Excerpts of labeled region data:
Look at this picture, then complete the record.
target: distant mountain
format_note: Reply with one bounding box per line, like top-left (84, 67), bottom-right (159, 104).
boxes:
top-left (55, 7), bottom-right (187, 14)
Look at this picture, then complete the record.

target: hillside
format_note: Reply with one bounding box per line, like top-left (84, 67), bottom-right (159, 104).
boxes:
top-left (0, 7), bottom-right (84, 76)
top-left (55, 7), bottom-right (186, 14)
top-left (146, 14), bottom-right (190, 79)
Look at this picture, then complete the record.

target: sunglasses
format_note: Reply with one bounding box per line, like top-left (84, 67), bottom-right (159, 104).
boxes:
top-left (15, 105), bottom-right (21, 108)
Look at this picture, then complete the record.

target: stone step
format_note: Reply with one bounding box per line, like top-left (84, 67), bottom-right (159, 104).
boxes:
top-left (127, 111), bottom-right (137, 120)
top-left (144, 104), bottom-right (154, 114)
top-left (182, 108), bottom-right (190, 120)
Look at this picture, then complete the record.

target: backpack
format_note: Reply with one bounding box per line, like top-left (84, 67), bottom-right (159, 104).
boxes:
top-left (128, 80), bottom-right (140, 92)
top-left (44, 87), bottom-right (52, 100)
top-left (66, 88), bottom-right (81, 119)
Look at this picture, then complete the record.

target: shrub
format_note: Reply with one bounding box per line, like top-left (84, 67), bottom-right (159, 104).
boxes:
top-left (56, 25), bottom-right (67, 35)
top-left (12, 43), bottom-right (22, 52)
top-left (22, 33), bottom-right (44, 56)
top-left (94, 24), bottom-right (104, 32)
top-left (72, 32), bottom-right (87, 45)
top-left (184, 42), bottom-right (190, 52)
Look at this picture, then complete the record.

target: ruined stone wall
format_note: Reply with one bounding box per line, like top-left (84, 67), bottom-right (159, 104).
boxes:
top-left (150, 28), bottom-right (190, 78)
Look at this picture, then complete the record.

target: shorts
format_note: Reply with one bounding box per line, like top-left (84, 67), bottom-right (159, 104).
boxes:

→ TASK DESCRIPTION
Please turn the entries above into a numbered list, running from the very start through the line containing "top-left (15, 105), bottom-right (21, 108)", with that line included and blank lines left out.

→ PROBLEM SOLUTION
1. Look at this picture, then complete the record.
2. target: distant mountain
3. format_note: Reply with one bounding box per line, like top-left (84, 67), bottom-right (159, 104).
4. boxes:
5. top-left (55, 7), bottom-right (187, 14)
6. Look at this picture, then complete the record.
7. target: hillside
8. format_note: Reply with one bounding box per line, like top-left (84, 67), bottom-right (159, 104).
9. boxes:
10. top-left (0, 7), bottom-right (84, 76)
11. top-left (55, 7), bottom-right (186, 14)
12. top-left (146, 14), bottom-right (190, 79)
13. Look at this picture, then complete the record.
14. target: sunglasses
15. format_note: Reply with one bounding box per line, like top-left (84, 67), bottom-right (159, 104).
16. boxes:
17. top-left (15, 105), bottom-right (21, 108)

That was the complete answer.